Objective: Render the material below as a numbered list without any blank lines. Use only the lines from the line with "Each instance of the man's face" to the line with "x=392 y=261", counting both of those lines.
>> BEGIN
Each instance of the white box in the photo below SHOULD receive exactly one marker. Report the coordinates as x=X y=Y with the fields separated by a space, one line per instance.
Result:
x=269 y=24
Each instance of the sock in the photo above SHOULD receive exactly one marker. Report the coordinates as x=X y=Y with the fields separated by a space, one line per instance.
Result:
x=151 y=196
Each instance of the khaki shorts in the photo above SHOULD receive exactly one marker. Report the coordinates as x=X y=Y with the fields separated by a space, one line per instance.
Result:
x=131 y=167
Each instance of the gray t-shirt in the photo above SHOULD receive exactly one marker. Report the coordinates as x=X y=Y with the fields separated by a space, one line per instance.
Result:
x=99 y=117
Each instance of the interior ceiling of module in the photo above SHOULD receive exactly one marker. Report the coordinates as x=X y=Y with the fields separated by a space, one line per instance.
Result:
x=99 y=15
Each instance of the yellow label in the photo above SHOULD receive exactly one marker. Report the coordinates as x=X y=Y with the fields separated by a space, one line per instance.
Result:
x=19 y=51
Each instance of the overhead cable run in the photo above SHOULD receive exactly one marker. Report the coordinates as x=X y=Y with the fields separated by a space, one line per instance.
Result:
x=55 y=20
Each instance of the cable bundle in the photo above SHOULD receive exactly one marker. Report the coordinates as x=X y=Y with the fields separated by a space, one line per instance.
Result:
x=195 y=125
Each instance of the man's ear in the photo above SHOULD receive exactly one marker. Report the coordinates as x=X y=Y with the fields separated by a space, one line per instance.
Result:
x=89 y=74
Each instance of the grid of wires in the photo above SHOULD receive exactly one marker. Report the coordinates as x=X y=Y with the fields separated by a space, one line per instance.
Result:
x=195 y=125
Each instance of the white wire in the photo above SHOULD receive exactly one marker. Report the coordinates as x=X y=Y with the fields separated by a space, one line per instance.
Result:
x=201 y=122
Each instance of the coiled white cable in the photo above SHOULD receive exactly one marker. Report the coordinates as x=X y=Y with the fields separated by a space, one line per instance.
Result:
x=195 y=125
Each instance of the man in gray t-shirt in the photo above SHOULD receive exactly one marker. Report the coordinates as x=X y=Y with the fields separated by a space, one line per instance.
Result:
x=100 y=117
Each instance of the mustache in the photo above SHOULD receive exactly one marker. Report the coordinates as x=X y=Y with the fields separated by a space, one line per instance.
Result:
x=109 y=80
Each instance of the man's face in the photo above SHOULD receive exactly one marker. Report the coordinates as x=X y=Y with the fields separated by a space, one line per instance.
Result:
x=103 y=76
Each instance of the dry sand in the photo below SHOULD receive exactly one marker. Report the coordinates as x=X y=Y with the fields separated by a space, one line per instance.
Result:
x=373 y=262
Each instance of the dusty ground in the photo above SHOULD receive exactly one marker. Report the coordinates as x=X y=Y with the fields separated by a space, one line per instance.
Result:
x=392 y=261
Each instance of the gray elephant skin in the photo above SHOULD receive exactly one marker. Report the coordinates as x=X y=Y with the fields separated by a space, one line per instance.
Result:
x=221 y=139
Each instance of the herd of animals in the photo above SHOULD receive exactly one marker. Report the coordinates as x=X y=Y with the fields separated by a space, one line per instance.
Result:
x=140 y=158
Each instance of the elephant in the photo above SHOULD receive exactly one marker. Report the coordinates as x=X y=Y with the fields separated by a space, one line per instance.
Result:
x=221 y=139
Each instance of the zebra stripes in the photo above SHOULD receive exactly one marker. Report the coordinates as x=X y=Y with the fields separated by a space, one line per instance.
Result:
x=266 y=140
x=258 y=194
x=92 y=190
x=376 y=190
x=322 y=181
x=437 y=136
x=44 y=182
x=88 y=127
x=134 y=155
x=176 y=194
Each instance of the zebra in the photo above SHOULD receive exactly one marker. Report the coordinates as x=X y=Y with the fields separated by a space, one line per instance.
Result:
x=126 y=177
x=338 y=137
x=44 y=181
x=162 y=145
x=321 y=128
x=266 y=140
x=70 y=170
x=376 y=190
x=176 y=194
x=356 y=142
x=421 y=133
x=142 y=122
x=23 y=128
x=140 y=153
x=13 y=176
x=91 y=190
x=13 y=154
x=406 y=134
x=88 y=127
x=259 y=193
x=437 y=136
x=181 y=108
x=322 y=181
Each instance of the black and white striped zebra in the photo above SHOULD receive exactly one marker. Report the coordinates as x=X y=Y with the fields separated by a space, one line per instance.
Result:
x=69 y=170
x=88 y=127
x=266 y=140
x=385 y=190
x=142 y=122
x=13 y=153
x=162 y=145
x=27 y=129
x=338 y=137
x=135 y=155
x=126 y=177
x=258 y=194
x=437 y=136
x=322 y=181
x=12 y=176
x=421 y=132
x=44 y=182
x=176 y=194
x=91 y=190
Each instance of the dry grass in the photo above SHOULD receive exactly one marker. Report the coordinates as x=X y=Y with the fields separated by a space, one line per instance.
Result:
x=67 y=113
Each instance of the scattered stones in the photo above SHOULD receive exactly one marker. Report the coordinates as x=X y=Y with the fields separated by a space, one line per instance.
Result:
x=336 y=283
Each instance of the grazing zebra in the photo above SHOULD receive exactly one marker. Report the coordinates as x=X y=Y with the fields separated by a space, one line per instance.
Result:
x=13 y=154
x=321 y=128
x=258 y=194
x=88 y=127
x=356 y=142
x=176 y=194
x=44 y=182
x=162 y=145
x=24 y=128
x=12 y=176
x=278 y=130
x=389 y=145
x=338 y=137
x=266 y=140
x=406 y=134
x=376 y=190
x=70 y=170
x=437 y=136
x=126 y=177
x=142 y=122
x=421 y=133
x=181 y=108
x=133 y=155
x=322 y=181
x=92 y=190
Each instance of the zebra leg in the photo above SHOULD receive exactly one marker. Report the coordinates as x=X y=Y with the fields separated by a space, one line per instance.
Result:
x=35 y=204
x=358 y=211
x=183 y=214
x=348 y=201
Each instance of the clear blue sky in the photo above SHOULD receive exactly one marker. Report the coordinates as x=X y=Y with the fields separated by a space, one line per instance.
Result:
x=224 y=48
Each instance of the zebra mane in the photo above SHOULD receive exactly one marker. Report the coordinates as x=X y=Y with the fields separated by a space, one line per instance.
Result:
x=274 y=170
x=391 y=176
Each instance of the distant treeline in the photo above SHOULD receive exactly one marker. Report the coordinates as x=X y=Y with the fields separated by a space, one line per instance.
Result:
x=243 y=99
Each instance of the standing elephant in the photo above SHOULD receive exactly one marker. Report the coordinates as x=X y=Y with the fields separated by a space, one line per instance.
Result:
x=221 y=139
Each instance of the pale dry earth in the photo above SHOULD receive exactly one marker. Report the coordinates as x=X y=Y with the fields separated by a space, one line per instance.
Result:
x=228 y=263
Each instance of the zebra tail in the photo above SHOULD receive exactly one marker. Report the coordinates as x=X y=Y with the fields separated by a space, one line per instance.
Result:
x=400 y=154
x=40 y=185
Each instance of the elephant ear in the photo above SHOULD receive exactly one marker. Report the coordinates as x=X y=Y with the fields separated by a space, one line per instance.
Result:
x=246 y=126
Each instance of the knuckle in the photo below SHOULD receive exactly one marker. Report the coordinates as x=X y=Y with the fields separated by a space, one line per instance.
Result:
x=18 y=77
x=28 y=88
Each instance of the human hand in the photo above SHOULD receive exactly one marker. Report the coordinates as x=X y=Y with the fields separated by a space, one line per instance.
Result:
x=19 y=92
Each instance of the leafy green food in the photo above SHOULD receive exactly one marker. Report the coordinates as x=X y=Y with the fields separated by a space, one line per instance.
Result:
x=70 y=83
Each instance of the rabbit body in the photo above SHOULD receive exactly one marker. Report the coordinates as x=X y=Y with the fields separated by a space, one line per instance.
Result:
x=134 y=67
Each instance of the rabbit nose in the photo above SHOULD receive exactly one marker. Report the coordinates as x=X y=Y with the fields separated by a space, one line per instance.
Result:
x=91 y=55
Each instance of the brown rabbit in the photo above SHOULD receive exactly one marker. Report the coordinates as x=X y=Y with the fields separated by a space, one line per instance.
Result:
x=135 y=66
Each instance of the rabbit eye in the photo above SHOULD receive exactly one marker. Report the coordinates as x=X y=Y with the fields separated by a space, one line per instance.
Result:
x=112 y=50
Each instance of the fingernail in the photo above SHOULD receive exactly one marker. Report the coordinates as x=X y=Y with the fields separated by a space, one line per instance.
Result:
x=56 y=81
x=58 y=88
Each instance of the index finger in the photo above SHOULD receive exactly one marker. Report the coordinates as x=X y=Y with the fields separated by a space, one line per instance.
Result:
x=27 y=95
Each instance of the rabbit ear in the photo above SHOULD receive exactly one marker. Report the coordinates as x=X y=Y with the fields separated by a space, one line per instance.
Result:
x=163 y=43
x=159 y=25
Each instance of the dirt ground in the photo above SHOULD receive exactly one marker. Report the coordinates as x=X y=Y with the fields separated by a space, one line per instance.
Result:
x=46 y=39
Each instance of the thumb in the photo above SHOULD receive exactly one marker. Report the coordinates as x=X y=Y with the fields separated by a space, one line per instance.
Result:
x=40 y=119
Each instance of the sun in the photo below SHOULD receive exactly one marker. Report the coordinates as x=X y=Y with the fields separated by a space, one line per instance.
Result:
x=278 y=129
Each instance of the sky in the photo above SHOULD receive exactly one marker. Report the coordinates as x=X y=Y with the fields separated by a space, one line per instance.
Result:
>> END
Answer to the exercise:
1. Each instance of the man's face in the photo above SHOULD receive exactly one marker. Report the coordinates as x=X y=Y with the fields separated by a space, one line per instance.
2. Result:
3. x=103 y=76
4. Each instance of the dry sand in the photo below SHOULD receive exactly one marker. Report the coordinates as x=X y=Y with the fields separated by a space, one line per instance.
5. Result:
6. x=373 y=262
7. Each instance of the dusty ground in the photo above SHOULD receive exactly one marker. Report the coordinates as x=X y=Y with the fields separated by a space, one line per instance.
8. Result:
9. x=392 y=261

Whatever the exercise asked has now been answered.